Вот и креативные спутники Пономарева и, конечно же, сам адмирал, любуясь китами и сиянием льдов, делают это отнюдь не потому, что им больше нечем заняться, а потому, что некоторые произведения (и художественные акции) должны быть подготовлены предшествующей тишиной и внутренним одиночеством. Требуется время на группировку полета, на выбор проема в спонтанной экспозиции стихий, лишь после этого наносятся знаки присутствия. Потенциальная трудозатратность (и энергозатратность) не пугает арт-пролетариат, тем более это относится к его авангарду, представленному миссионерами тотального искусства. Если, согласно Гегелю, дух должен отважиться на разорванность, несмотря на риск потерять себя, то уж тем более он должен отважиться на предмет, на вхождение в плотную среду предметности, где его совершенно точно ожидает потеря линий наименьшего сопротивления и где требует виртуозности сохранение поддержки стихий, ведь нельзя отказываться и от бытия вопреки, от самой сердцевины свободы.
Таков принцип тотального искусства в понимании Пономарева, и помимо эстетического измерения здесь, несомненно, имеются также измерения метафизические и этические. Его собственные акции принципиально предметны и даже суть своеобразные памятники бытию вопреки: круизный лайнер на бархане, подводная лодка в Париже, вертикально установленный столб воды (как столп истины сопротивления), все они предстают как поправки к естественному ходу вещей.
В этом заключены особенности освоения искусства свободных стихий: оригинал получает топографическую привязку по месту и времени, а остальные свидетельства расходятся кругами, создавая глубину возможного приобщения и, если угодно, различные коды доступа.
И нет в этом никакого высокомерия, только честность самоотчета. Вот, например, музеи – считается, что именно в них хранятся оригиналы. Предположим, что с точки зрения соприкосновения полотна с кистью, так оно и есть. Но безусловность данного критерия сильно преувеличена: ведь полотна подвергнуты искусственной герметизации и помещены в своеобразные пробирки in vitro – а для этого извлечены из своего времени и собственного локуса и в таком препарированном виде представлены пред очами зрителей. Лишь с учетом и множества других условностей их можно считать оригиналами, а их изображения, помещенные в «другие пробирки», в том числе и в электронные, соответственно репродукциями и копиями. Искусство свободных стихий отвергает подобные условности, связывая причастность к оригиналу с непременным погружением в слои близлежащего и омывающего времени. Все остальное, что можно сохранить лишь на дистанции, оригиналом в безоговорочном смысле не является и относится к разряду свидетельств разной степени достоверности.
Стало быть, ИСС (искусство свободных стихий) своей задачей, как эстетической, так и этической, ставит создание безоговорочных оригиналов и достоверных свидетельств, указывающих все способы приближения к оригиналу. Например: льды Антарктиды, время, свободное от зацикленности, и товарищи-спутники, одержимые той же одержимостью, что и ты, – такова правильная навигация приближения к настоящему оригиналу.

▸ ПРЕДОСТАВЛЕННЫЕ ЗАПИСИ

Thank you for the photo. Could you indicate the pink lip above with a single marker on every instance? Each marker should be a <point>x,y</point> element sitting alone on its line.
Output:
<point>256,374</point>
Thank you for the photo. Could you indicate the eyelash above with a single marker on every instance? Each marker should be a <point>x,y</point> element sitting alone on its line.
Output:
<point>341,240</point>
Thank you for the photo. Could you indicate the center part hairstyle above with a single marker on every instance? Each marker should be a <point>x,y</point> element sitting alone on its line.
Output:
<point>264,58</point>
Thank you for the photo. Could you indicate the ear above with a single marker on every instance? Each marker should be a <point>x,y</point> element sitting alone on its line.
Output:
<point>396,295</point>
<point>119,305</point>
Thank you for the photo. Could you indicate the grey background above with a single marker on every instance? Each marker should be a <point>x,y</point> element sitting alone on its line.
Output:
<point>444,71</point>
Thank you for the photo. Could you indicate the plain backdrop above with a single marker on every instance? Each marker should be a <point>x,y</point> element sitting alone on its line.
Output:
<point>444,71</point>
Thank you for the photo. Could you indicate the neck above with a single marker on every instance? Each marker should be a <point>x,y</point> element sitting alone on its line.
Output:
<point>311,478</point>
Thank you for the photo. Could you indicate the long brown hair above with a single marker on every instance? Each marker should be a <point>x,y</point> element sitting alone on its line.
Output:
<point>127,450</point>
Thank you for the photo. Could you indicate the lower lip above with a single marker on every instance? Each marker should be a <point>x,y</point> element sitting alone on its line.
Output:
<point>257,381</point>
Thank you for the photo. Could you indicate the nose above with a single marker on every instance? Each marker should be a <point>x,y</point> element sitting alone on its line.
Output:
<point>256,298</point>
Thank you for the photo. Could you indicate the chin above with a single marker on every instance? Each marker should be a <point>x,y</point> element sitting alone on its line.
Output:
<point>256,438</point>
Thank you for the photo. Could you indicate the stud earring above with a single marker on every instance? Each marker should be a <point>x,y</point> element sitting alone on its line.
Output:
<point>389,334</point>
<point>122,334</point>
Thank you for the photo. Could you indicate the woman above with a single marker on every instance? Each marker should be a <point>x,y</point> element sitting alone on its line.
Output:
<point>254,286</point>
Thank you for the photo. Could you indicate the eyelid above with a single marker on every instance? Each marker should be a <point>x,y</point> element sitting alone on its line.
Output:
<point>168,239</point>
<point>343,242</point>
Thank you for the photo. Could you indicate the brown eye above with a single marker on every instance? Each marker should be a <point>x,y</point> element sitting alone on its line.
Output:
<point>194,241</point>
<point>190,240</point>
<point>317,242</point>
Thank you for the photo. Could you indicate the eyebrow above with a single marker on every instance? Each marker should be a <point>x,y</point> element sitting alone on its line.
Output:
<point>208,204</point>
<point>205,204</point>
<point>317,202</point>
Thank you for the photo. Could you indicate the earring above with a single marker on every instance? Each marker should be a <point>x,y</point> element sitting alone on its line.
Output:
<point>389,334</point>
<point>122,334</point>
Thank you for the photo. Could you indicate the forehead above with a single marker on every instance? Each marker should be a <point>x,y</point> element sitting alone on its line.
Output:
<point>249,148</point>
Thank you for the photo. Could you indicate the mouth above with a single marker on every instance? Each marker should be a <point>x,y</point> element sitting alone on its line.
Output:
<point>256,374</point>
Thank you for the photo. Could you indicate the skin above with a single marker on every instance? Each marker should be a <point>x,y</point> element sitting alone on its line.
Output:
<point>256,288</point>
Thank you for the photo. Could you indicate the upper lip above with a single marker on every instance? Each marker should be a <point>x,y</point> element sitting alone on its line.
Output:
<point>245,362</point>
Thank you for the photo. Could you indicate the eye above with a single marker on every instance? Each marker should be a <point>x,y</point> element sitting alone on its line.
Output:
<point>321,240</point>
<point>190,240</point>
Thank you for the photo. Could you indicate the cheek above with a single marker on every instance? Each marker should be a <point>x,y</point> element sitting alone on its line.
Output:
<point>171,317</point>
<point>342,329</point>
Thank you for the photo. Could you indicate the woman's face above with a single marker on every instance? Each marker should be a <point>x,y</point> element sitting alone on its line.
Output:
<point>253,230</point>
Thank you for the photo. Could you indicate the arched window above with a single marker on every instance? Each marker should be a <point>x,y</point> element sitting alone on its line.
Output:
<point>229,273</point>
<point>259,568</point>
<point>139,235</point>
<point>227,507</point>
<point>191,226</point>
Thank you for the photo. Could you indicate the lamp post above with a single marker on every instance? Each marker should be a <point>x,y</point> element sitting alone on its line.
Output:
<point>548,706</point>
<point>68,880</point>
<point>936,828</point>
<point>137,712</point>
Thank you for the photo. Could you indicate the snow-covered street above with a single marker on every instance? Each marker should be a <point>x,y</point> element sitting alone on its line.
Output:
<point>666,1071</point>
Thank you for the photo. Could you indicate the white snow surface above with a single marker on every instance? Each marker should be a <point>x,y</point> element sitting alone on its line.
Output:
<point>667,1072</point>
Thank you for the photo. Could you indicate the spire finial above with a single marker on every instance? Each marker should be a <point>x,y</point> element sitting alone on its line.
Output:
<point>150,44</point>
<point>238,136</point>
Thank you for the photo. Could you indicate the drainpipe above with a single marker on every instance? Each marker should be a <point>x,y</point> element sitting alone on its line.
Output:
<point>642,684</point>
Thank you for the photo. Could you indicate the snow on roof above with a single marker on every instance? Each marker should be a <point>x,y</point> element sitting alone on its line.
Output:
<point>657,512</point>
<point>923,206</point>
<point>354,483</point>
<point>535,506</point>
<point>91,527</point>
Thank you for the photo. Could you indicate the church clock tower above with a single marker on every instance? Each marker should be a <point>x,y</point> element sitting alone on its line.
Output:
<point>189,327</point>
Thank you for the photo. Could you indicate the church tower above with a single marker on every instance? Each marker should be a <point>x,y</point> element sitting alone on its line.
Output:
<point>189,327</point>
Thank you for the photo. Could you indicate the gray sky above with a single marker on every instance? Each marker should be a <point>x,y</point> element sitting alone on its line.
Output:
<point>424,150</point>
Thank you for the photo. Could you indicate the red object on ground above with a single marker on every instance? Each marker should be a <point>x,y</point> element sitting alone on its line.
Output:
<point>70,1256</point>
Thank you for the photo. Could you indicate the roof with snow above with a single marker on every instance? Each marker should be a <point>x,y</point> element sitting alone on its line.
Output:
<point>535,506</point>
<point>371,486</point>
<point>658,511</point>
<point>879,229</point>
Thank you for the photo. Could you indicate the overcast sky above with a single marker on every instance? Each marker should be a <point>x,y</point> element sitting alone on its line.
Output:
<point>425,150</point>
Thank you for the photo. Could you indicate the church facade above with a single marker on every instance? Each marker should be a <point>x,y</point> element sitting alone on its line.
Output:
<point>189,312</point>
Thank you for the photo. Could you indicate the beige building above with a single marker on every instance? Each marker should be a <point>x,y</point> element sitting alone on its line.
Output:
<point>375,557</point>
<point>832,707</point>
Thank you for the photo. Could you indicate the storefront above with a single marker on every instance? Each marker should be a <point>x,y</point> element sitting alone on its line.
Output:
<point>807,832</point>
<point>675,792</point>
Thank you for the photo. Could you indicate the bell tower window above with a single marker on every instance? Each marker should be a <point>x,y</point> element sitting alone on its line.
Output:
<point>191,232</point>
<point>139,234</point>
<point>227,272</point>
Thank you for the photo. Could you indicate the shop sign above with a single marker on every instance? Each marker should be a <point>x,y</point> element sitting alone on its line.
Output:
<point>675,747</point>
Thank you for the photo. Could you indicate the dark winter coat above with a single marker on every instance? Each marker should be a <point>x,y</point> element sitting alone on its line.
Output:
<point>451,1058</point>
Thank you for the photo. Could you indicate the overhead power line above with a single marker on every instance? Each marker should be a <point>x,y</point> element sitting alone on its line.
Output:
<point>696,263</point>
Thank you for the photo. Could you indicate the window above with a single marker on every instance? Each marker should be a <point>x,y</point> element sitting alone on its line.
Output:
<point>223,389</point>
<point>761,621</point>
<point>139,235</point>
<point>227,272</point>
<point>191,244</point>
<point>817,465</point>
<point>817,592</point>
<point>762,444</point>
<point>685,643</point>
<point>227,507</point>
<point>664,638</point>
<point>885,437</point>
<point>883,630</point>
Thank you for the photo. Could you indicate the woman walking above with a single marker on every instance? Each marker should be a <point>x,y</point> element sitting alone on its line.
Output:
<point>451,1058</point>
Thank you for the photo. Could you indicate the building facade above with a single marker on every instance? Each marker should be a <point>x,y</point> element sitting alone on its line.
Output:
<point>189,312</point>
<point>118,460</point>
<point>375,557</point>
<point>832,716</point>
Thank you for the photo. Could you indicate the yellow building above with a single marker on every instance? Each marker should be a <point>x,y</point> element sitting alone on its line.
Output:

▸ ЗАДАНИЕ
Продолжите текст об искусстве свободных стихий, начав сразу после его последнего предложения.

▸ РЕЗУЛЬТАТ
Презентация сохраняемых в коллекторах опусов подобную навигацию, разумеется, отвергает, а вместо нее декларирует иную установку, содержащую в себе элемент лукавства, но при этом являющуюся базисной для классического (начиная от эпохи Возрождения) европейского искусства. В версии Булгакова установка звучит так: рукописи не горят. Или, в несколько менее пафосном виде: нетленка не тлеет… И уж в совсем развернутой форме под базисной установкой искусства хранимого имеется в виду следующее: подлинные шедевры искусства сохраняют весь заряд своего воздействия, потому мы и называем их великими произведениями – они не выдыхаются. Так что нет особой разницы, куда их поместить, лишь бы сохранялся установленный и зарегистрированный факт прикосновения руки мастера. Эта условность принимается, как правило, без какой-либо серьезной критики, поскольку относится к разряду благих заклинаний: всем очень уж хочется, чтобы было так. Однако в действительности помещение опуса in vitro, операция, при которой сдираются слои прилегающего времени и аннулируется контекст, вносит сильные искажения. И настоящий созерцатель оригинала (назовем его так, чтобы не использовать термины «зритель» и «потребитель») должен проделывать собственную работу восстановления среды in vivo: ему необходимо разгерметизировать невидимую, но очень плотную упаковку. Нужно актуализовать свои знания, предчувствия, интуицию, весь свой опыт знакомства с искусством – лишь в этом случае он будет иметь дело с оригиналом или, лучше сказать, приблизится к нему. Знакомство с этим обстоятельством позволяет устранить расхожее недоразумение относительно писателя или поэта: дескать, у них дело обстоит не так, как у художника, вот ведь и стихотворение, где бы, в какой хрестоматии ни было напечатано, раз и навсегда является оригиналом. Действительные же различия носят по большей части технический характер, и чтобы добраться до оригинала поэзии, требуется не меньше усилий, чем для распаковки послания живописи, изъятого из глубины веков.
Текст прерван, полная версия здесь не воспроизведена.